▸ Written instruction 1:
List every passage that the commentary on Peyrol puts inside quotation marks.
▸ Written instruction 2:
Translate this sentence from the commentary on Peyrol into Spanish: "It doesn't matter if it's legitimate or not, they're going to get shot one way or another."

▸ Document section:
__________________________________________________

So, who’s REALLY saying “We are not the valets of anyone?” The revolutionaries, yes, but what about his men? After all, post-revolution, it wasn’t UNCOMMON for officers to face the wrath of their men, their once guaranteed authority no longer enough to hold them up. Peyrol was able to assert his authority this time, but there’s NO guarantee that that will hold up. 
Himself
His men, however, aren’t the only Frenchmen being ordered to fire on Frenchmen, though. And, even though Peyrol’s presumably been at this long enough that I think he’s somewhat numbed, this is miles away from what he did to Papa Mazurier at the beginning as far as the scope. (Though both of them are also situations where Peyrol thought he could assert control getting away from him.)
I’ve already discussed the way that Lazare tends to excuse away things, it’s seen in Maniaque when he tells Ronan that the King’s rule comes from God, from before the dawn of time, and it’s shown here as well. When he sings, “Avant que le sang coule/Par la folie des foules” on one hand…that’s an obvious reminder to the revolutionaries to back down, but on the other…there’s something OFF about it, at least to me. If he was talking to the crowd of the revolutionaries, why not address them directly instead of refer to them as “des foules.” (Besides the fact that it didn’t fit the rhythm of the song as well.) 
He’s already beginning to justify his actions, lying to himself as his way of coping with what he’s going to do because, to him, there’s never BEEN another option. It’s always been the army, it’s always been unquestioning, unthinking loyalty. (Which is why Ronan’s very existence short circuits his brain on multiple levels.) And, more importantly, he keeps on doing it. “La sanction légitime.” Who cares if it’s legal or illegal? Not the revolutionaries. It doesn’t matter if it’s legitimate or not, they’re going to get shot one way or another. The men…probably not. It could work, as far as reminding them that this is a Very Official Order, but who would REALLY care? It functions as one more way that he tries to remove himself from his own involvement and guilt, trying to justify himself preemptively.

__________________________________________________

▸ Provided material:
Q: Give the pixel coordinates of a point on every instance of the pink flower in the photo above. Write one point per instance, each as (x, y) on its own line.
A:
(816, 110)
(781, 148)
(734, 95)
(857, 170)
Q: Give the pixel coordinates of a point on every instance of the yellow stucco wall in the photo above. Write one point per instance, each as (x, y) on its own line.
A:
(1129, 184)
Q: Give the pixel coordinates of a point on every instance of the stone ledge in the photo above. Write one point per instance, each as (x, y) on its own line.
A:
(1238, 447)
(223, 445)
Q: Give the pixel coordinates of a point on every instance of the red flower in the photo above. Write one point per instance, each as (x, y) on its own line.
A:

__________________________________________________

▸ Expected output 1:
- “We are not the valets of anyone?”
- “Avant que le sang coule/Par la folie des foules”
- “des foules.”
- “La sanction légitime.”

▸ Expected output 2:
No importa si es legítimo o no, les van a disparar de una forma u otra.